EXERCISE BRIEF
What you return must be the lines of the data that hold the word "leaf".

[Point-per-instance localization data]

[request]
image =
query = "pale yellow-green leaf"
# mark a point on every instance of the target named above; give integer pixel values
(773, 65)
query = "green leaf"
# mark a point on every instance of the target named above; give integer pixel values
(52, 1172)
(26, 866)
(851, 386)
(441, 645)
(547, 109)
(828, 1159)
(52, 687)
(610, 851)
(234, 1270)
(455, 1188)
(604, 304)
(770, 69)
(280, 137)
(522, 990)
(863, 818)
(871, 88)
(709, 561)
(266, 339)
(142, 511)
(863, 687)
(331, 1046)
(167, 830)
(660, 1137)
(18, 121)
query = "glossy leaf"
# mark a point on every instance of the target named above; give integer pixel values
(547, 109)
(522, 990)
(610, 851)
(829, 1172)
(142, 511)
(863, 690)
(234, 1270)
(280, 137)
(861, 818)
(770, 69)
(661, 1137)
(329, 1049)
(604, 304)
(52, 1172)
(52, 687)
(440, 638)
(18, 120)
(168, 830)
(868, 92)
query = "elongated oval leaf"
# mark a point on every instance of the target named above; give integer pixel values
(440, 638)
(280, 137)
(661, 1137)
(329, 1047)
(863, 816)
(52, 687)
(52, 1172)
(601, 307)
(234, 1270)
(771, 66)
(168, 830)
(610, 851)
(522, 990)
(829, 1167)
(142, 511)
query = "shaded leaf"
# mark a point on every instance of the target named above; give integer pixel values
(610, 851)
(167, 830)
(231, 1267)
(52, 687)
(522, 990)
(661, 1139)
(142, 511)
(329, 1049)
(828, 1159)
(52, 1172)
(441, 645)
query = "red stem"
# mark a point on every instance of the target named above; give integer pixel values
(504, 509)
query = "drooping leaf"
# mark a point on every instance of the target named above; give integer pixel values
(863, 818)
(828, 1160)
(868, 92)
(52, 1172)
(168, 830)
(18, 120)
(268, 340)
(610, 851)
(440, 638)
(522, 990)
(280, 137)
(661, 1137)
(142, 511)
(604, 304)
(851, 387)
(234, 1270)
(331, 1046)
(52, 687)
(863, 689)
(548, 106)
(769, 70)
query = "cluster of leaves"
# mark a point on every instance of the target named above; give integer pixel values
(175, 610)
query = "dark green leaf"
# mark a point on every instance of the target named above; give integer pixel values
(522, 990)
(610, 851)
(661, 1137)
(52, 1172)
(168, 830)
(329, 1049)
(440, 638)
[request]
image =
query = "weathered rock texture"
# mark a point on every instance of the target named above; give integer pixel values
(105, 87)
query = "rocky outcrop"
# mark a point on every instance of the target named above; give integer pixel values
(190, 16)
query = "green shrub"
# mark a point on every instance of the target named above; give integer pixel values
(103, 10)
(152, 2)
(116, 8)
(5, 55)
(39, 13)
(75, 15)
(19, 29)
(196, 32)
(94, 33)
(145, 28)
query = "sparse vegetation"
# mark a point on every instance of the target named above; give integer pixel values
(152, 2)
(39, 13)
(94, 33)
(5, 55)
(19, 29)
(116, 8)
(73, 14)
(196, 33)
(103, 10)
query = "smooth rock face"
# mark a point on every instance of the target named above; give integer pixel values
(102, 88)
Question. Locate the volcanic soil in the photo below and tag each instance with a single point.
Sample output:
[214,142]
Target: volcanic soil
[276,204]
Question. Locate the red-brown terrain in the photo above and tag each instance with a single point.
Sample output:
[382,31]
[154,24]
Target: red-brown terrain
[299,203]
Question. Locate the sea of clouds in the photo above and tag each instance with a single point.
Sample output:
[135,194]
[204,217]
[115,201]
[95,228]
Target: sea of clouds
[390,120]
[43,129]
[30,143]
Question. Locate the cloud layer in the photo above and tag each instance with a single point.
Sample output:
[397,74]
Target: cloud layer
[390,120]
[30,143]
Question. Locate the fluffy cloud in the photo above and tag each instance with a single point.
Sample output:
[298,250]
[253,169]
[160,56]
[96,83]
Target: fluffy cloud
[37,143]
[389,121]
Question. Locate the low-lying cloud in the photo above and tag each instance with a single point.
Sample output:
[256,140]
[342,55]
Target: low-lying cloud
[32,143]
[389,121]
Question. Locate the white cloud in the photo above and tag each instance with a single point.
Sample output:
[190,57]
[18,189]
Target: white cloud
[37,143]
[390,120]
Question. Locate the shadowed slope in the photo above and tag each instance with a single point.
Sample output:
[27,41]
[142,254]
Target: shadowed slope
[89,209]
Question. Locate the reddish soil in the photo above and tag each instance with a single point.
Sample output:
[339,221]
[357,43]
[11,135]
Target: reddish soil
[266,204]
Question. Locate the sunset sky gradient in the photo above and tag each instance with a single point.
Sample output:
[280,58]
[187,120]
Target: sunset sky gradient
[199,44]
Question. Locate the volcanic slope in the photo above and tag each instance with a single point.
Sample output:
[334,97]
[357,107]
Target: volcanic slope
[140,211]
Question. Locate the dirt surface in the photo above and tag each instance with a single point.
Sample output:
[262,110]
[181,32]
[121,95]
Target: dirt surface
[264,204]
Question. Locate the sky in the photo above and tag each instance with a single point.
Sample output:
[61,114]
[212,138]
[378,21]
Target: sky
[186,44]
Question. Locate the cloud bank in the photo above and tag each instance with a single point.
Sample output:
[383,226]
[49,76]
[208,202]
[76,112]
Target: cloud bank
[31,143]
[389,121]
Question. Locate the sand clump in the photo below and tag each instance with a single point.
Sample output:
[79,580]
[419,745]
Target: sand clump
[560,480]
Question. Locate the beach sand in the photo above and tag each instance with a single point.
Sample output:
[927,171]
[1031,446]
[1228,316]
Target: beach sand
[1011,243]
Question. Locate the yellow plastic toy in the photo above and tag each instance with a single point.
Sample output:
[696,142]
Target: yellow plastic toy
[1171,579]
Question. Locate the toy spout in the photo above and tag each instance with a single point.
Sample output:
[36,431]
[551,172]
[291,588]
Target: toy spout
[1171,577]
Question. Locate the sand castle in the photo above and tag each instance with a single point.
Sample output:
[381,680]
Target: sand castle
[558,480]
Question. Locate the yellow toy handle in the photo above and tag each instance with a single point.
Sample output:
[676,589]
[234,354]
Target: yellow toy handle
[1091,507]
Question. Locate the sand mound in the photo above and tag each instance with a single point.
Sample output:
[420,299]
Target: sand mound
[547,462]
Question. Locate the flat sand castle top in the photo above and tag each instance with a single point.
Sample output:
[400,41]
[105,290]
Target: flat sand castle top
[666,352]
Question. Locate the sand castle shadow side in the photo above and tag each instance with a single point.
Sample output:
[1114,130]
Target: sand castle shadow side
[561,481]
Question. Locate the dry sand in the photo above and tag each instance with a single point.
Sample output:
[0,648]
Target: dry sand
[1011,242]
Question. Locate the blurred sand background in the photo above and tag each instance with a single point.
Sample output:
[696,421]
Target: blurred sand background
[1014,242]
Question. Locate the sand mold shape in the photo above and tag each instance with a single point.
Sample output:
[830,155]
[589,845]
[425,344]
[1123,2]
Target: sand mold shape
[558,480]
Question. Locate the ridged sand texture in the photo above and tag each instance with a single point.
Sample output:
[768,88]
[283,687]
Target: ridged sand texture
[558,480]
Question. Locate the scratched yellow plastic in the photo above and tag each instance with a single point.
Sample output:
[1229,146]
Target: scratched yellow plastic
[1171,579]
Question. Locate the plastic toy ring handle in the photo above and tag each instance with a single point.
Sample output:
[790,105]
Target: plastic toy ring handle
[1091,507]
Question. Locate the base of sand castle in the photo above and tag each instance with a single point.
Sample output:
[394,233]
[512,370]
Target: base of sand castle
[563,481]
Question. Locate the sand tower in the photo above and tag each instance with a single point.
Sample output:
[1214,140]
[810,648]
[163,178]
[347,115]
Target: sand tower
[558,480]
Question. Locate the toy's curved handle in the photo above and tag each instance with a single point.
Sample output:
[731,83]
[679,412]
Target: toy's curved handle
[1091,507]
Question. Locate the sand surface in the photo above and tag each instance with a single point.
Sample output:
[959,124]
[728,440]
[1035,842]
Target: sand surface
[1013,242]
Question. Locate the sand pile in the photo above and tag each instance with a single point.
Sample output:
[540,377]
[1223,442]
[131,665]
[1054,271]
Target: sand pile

ANSWER AREA
query = "pale yellow-green leaf"
query = "green leaf"
query = "glossy leaf"
query = "elongated oval leaf"
query = "shaded leaf"
query = "drooping leaf"
query = "dark green leaf"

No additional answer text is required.